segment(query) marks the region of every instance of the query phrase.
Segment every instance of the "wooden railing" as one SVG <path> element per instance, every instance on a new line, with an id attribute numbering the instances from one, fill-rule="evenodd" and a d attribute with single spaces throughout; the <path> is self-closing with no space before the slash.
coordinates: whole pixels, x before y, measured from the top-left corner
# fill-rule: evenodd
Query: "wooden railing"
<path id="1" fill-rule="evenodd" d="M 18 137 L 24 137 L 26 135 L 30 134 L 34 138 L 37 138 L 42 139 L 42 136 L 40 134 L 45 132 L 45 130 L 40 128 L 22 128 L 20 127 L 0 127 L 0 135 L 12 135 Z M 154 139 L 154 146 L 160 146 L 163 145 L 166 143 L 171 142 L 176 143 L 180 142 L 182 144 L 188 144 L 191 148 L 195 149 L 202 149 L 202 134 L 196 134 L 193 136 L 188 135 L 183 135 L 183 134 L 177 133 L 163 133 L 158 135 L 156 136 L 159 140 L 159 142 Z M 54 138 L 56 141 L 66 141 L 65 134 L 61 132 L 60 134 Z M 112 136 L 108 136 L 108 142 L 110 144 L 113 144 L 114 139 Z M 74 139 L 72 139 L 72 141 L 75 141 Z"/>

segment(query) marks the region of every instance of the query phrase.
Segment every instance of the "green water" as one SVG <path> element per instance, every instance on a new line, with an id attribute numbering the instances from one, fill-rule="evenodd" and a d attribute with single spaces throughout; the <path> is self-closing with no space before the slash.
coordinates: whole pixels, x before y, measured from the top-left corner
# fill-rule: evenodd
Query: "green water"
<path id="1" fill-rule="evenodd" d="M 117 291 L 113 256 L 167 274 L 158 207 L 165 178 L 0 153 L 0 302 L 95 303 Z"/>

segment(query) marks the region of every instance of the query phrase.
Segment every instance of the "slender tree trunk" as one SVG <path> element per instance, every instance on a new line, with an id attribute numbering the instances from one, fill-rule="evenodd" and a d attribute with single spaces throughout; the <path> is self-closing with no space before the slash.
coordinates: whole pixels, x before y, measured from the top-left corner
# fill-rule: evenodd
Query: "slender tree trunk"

######

• [Stated goal]: Rewrite all the lines of the data above as a numbered list, skipping any blank lines.

• [Answer in full]:
1. segment(query) marks the region of every instance of the query phrase.
2. Segment every instance of the "wooden railing" as one SVG <path> element per instance, every instance on a new line, with an id attribute numbering the instances from one, fill-rule="evenodd" and a d attribute with single spaces throughout; the <path> is self-closing with no space before the slash.
3. coordinates: whole pixels, x before y, measured from the top-left corner
4. # fill-rule: evenodd
5. Query: "wooden railing"
6. <path id="1" fill-rule="evenodd" d="M 18 137 L 24 137 L 26 135 L 30 134 L 34 138 L 37 138 L 42 139 L 42 136 L 40 134 L 45 132 L 45 130 L 40 128 L 22 128 L 20 127 L 0 127 L 0 135 L 12 135 Z M 154 139 L 154 146 L 160 146 L 163 145 L 166 143 L 171 142 L 176 143 L 180 142 L 182 144 L 188 144 L 191 148 L 195 149 L 202 149 L 202 134 L 196 134 L 193 136 L 188 135 L 183 135 L 183 134 L 177 133 L 163 133 L 158 135 L 156 136 L 159 140 L 159 142 Z M 54 138 L 56 141 L 66 141 L 65 134 L 61 132 L 60 134 Z M 112 136 L 108 136 L 108 142 L 110 144 L 113 144 L 114 139 Z M 74 139 L 72 139 L 72 141 L 75 141 Z"/>
7. segment(query) marks the region of every instance of the query phrase.
8. Segment every instance of the "green water" as one SVG <path> element per instance, every instance on a new line, with an id attribute numbering the instances from one, fill-rule="evenodd" and a d attribute with single spaces throughout; the <path> is self-closing with no space before the slash.
9. coordinates: whole pixels, x before y, measured from the top-left corner
10. # fill-rule: evenodd
11. Query: "green water"
12. <path id="1" fill-rule="evenodd" d="M 117 291 L 113 256 L 167 274 L 158 207 L 165 178 L 0 153 L 0 302 L 95 303 Z"/>
13. segment(query) marks the region of every instance of the query phrase.
14. Segment every instance of the "slender tree trunk" as one SVG <path> element per instance, every instance on a new line, with an id attribute numbering the instances from one, fill-rule="evenodd" and a d attribute with single spaces throughout; the <path> is self-closing with no space before the slash.
15. coordinates: whole pixels, x before y, measured from the top-left corner
16. # fill-rule: evenodd
17. Query: "slender tree trunk"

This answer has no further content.